Annotated photo localization data:
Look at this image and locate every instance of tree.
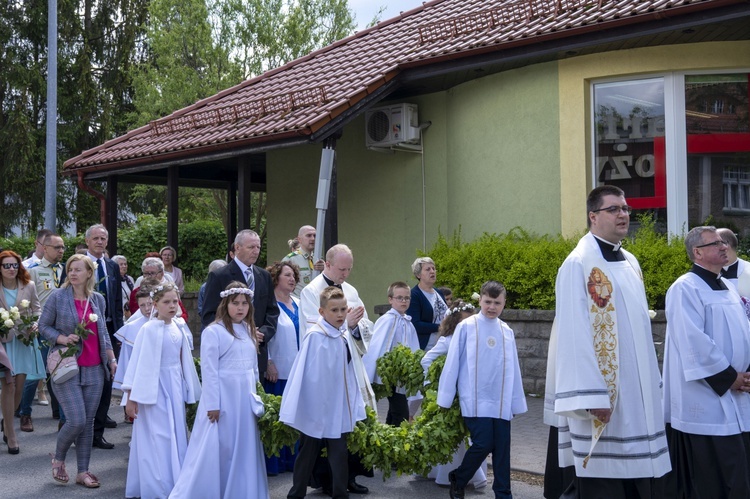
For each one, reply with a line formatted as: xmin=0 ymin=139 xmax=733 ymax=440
xmin=0 ymin=0 xmax=149 ymax=236
xmin=124 ymin=0 xmax=356 ymax=240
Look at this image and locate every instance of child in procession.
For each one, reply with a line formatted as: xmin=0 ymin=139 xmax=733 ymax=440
xmin=421 ymin=299 xmax=487 ymax=490
xmin=113 ymin=286 xmax=153 ymax=415
xmin=280 ymin=286 xmax=366 ymax=499
xmin=437 ymin=281 xmax=527 ymax=499
xmin=169 ymin=281 xmax=269 ymax=498
xmin=122 ymin=283 xmax=201 ymax=499
xmin=362 ymin=281 xmax=420 ymax=426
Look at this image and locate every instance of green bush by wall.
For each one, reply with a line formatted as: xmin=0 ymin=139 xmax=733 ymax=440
xmin=117 ymin=214 xmax=227 ymax=283
xmin=429 ymin=216 xmax=693 ymax=310
xmin=0 ymin=215 xmax=227 ymax=288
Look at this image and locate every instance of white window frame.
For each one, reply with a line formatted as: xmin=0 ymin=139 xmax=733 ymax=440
xmin=591 ymin=68 xmax=750 ymax=236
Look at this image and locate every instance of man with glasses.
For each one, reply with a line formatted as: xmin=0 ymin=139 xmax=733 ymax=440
xmin=19 ymin=234 xmax=67 ymax=431
xmin=22 ymin=228 xmax=53 ymax=268
xmin=544 ymin=185 xmax=670 ymax=498
xmin=662 ymin=226 xmax=750 ymax=497
xmin=717 ymin=228 xmax=750 ymax=313
xmin=128 ymin=257 xmax=188 ymax=319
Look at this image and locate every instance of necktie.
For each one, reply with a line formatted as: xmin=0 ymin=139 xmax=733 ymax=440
xmin=96 ymin=259 xmax=107 ymax=297
xmin=245 ymin=267 xmax=255 ymax=291
xmin=51 ymin=263 xmax=61 ymax=288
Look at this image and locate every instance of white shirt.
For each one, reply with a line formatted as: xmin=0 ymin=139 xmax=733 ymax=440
xmin=437 ymin=312 xmax=527 ymax=420
xmin=664 ymin=271 xmax=750 ymax=436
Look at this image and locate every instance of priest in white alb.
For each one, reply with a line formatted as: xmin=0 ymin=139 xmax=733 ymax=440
xmin=663 ymin=226 xmax=750 ymax=498
xmin=717 ymin=228 xmax=750 ymax=319
xmin=544 ymin=185 xmax=670 ymax=498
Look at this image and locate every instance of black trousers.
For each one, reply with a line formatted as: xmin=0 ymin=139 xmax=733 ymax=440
xmin=288 ymin=432 xmax=349 ymax=499
xmin=386 ymin=392 xmax=409 ymax=426
xmin=93 ymin=321 xmax=117 ymax=439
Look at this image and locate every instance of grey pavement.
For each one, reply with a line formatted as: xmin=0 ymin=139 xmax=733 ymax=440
xmin=1 ymin=395 xmax=547 ymax=498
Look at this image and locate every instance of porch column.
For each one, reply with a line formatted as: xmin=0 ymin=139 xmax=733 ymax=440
xmin=167 ymin=166 xmax=179 ymax=249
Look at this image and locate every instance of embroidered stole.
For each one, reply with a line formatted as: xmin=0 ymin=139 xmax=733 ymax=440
xmin=545 ymin=234 xmax=651 ymax=467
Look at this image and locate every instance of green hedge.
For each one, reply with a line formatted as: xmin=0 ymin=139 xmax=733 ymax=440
xmin=429 ymin=216 xmax=693 ymax=310
xmin=0 ymin=214 xmax=227 ymax=285
xmin=117 ymin=214 xmax=227 ymax=282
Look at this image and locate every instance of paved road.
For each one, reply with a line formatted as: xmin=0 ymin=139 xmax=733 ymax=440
xmin=0 ymin=395 xmax=546 ymax=498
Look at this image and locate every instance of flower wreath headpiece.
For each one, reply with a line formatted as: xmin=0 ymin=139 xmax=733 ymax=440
xmin=220 ymin=288 xmax=255 ymax=299
xmin=149 ymin=285 xmax=165 ymax=298
xmin=446 ymin=303 xmax=475 ymax=316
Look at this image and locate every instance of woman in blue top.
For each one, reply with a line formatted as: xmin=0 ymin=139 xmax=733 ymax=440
xmin=0 ymin=250 xmax=42 ymax=454
xmin=263 ymin=260 xmax=301 ymax=475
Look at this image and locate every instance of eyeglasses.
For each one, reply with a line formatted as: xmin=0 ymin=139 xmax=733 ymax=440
xmin=695 ymin=240 xmax=728 ymax=249
xmin=142 ymin=271 xmax=162 ymax=277
xmin=591 ymin=205 xmax=633 ymax=215
xmin=45 ymin=245 xmax=66 ymax=251
xmin=1 ymin=263 xmax=19 ymax=270
xmin=391 ymin=296 xmax=411 ymax=302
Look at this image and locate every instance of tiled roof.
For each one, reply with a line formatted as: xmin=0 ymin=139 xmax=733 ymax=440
xmin=64 ymin=0 xmax=739 ymax=172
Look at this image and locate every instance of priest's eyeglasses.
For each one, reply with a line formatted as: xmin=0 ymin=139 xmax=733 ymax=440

**Your goal:**
Leaving aside the images, write out every entry above exactly.

**Task solution:**
Look at this image and locate every instance of tree.
For each one, reply with a line formatted as: xmin=0 ymin=139 xmax=733 ymax=440
xmin=0 ymin=0 xmax=149 ymax=236
xmin=124 ymin=0 xmax=356 ymax=240
Look at this image and locate every instance of child in procession.
For each one, reply with a line formatted as: xmin=0 ymin=139 xmax=733 ymax=440
xmin=421 ymin=299 xmax=487 ymax=490
xmin=113 ymin=286 xmax=153 ymax=415
xmin=280 ymin=286 xmax=366 ymax=499
xmin=437 ymin=281 xmax=527 ymax=499
xmin=169 ymin=281 xmax=269 ymax=498
xmin=122 ymin=283 xmax=201 ymax=499
xmin=362 ymin=281 xmax=420 ymax=426
Look at this image and locate every instance of green bush by wall.
For each one, reply with a line formatted as: xmin=0 ymin=139 xmax=733 ymax=440
xmin=117 ymin=214 xmax=227 ymax=283
xmin=429 ymin=216 xmax=693 ymax=310
xmin=0 ymin=215 xmax=227 ymax=288
Look at this image and locate every instance of white window frame.
For each one, reply with a line formatted as: xmin=0 ymin=139 xmax=733 ymax=440
xmin=591 ymin=68 xmax=750 ymax=236
Look at this image and locate every instance of man with glasses.
For each one, reply with a line formatted as: xmin=0 ymin=139 xmax=733 ymax=440
xmin=19 ymin=234 xmax=67 ymax=431
xmin=22 ymin=228 xmax=53 ymax=268
xmin=544 ymin=185 xmax=670 ymax=498
xmin=662 ymin=226 xmax=750 ymax=497
xmin=717 ymin=228 xmax=750 ymax=313
xmin=128 ymin=257 xmax=188 ymax=319
Look at this image and locate every instance of necktie.
For each one, reply with a line formatted as: xmin=0 ymin=139 xmax=733 ymax=440
xmin=96 ymin=259 xmax=107 ymax=297
xmin=245 ymin=267 xmax=255 ymax=291
xmin=51 ymin=263 xmax=61 ymax=288
Look at this image and locate every instance of white shirt.
For each one, reply with a line formatted as: xmin=0 ymin=139 xmax=733 ymax=440
xmin=437 ymin=312 xmax=527 ymax=420
xmin=664 ymin=271 xmax=750 ymax=436
Look at this image and locate every instance of priest in white alb.
For each one, reply with a line formatted as: xmin=0 ymin=139 xmax=733 ymax=440
xmin=663 ymin=226 xmax=750 ymax=498
xmin=717 ymin=228 xmax=750 ymax=319
xmin=544 ymin=185 xmax=670 ymax=498
Look at this image and locate every instance of black trousers.
For each one, reply with a line formatted as: xmin=0 ymin=139 xmax=733 ymax=440
xmin=288 ymin=432 xmax=349 ymax=499
xmin=386 ymin=392 xmax=409 ymax=426
xmin=93 ymin=321 xmax=117 ymax=439
Look at this image and locate every instance of grey pavement.
For each one, reply with a line formatted as: xmin=0 ymin=139 xmax=733 ymax=440
xmin=1 ymin=395 xmax=547 ymax=498
Look at this image and locate every instance of porch column.
For each one, reply with a line formatted as: xmin=0 ymin=139 xmax=733 ymax=440
xmin=167 ymin=166 xmax=179 ymax=249
Look at this image and locate every instance of embroidered stole.
For each one, reply with a line formatted as: xmin=0 ymin=139 xmax=733 ymax=440
xmin=545 ymin=234 xmax=651 ymax=467
Look at this image and locate every instance of green hedge.
For each one, reply with a line formatted as: xmin=0 ymin=139 xmax=733 ymax=440
xmin=429 ymin=216 xmax=693 ymax=310
xmin=0 ymin=214 xmax=227 ymax=285
xmin=117 ymin=214 xmax=227 ymax=282
Look at this image and locate every instance of paved road.
For each one, reply with a line formatted as: xmin=0 ymin=139 xmax=733 ymax=440
xmin=0 ymin=395 xmax=546 ymax=498
Look at this image and locate every instance of flower wreath headpiece.
For each one, reply with a line formatted as: xmin=0 ymin=139 xmax=733 ymax=440
xmin=220 ymin=288 xmax=255 ymax=299
xmin=149 ymin=285 xmax=165 ymax=298
xmin=446 ymin=303 xmax=475 ymax=316
Look at this image and locate every instance of woman in blue top.
For each one, reply with a line formatted as: xmin=0 ymin=139 xmax=733 ymax=440
xmin=0 ymin=250 xmax=42 ymax=454
xmin=263 ymin=260 xmax=301 ymax=475
Look at this image and locate every instance of eyeglasses.
For each one, reply with a line formatted as: xmin=0 ymin=139 xmax=733 ymax=440
xmin=695 ymin=240 xmax=728 ymax=249
xmin=142 ymin=271 xmax=162 ymax=277
xmin=591 ymin=205 xmax=633 ymax=215
xmin=45 ymin=245 xmax=66 ymax=251
xmin=1 ymin=263 xmax=19 ymax=270
xmin=391 ymin=296 xmax=411 ymax=302
Look at this image and locate every instance of tiled roof.
For each one, reply with a line formatted as: xmin=0 ymin=139 xmax=733 ymax=440
xmin=64 ymin=0 xmax=739 ymax=172
Look at this image and locate every instance of priest's eyeglasses.
For each one, reply with a line formatted as: xmin=0 ymin=139 xmax=733 ymax=440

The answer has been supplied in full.